§ **Trecho do documento**:

######

Vimos nós, entretanto, aqui há dias, um remorso deslocado e temporão. Fulano, empregado da Central
corre ao posto do Braz com o fim resoluto de contar ali coisa de vulto: seus modos, seu olhar, seu cabelo, talvez arrepiado, estão a denunciar um
homem cujo espírito anda agora vertiginoso. Não achou quem procurava; demanda, quase a correr, o delegado de que necessita; a voz,
atropelando-se-lhe na garganta, custa a vir e vem chorosa; enfim, apaixonado e cheio de tristeza, entrega-se à prisão porque acaba de matar a
Beltrano, guarda-freio da mesma Central.
O delegado, com saber diariamente de mortes de toda a categoria, manda lavrar o auto, detém o
confidente, destaca, para vários pontos, agentes policiais, que vão descobrir Beltrano, ainda meio apalermado, é certo, mas vivo e são como um pero.

######

§ **Dados fornecidos**:

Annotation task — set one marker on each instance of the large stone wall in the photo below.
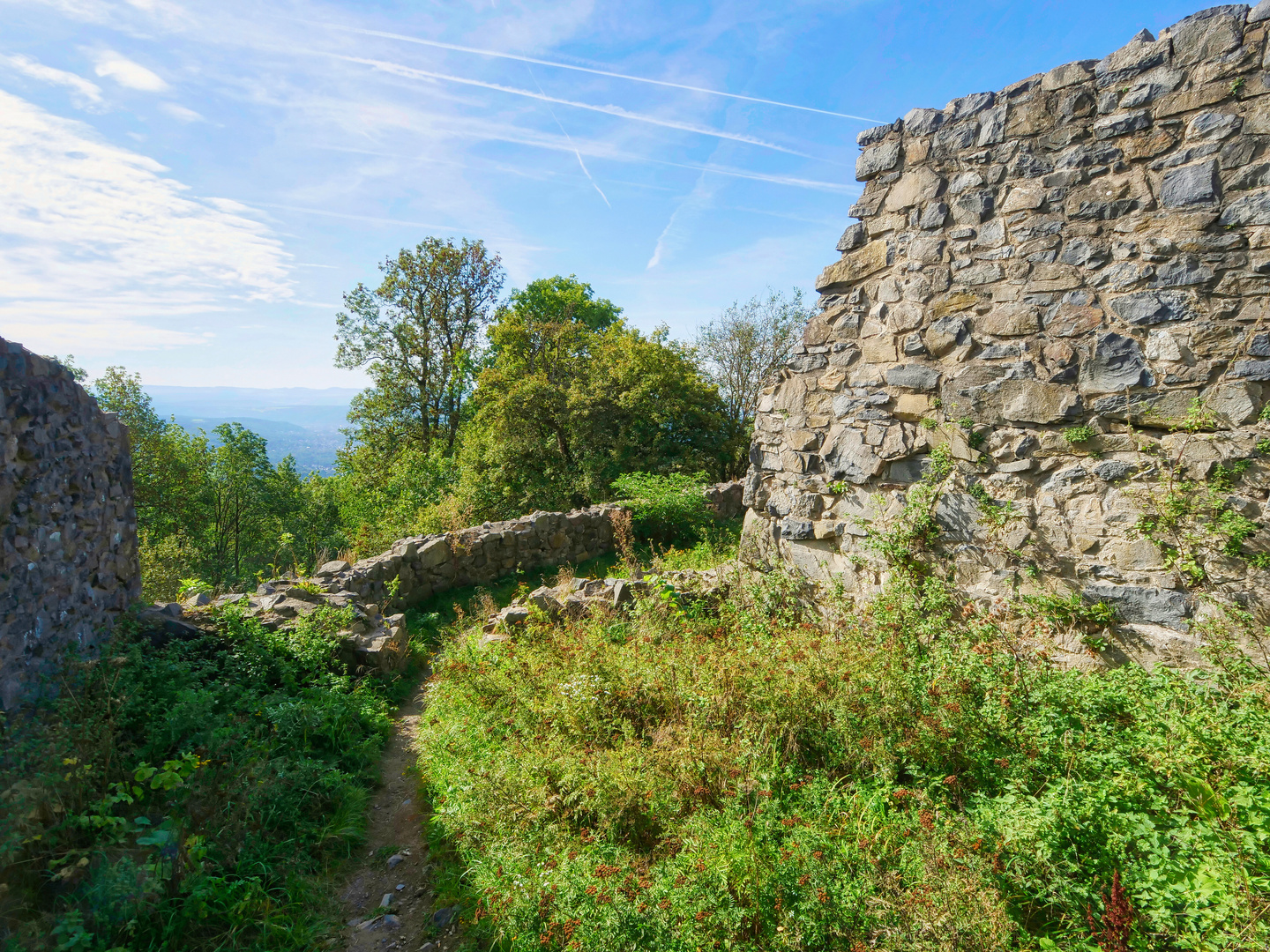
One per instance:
(1088, 247)
(70, 537)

######

§ **O problema**: Você pode dar sequência ao trecho sobre o empregado da Central que se entrega à polícia, começando logo após a última frase? Os dados têm origem em outra fonte.

§ **Resposta escrita**:
Beltrano explica em duas frases o acontecido: topando com seu inimigo Fulano, onde quer que fosse, este, colhido de medo pânico, deita a correr e
dispara-lhe cinco tiros de revólver. Logo cinco de pancada, e que não o atingiram!
Rebuscarão os homens da lei a fria verdade nas duas narrativas: na do que se ofereceu à prisão, na
do que foi o atirado. Uns pretenderão que o medo de Fulano, assim contado, veio depressa demais e com tiros também demais; estes darão por certo que
Fulano, agredido, não teve remédio senão usar os extremos da defesa; e a uns e a outros a lei deparará alguma guarida, embora pequena, de onde
acusarão ou defenderão a seu sabor...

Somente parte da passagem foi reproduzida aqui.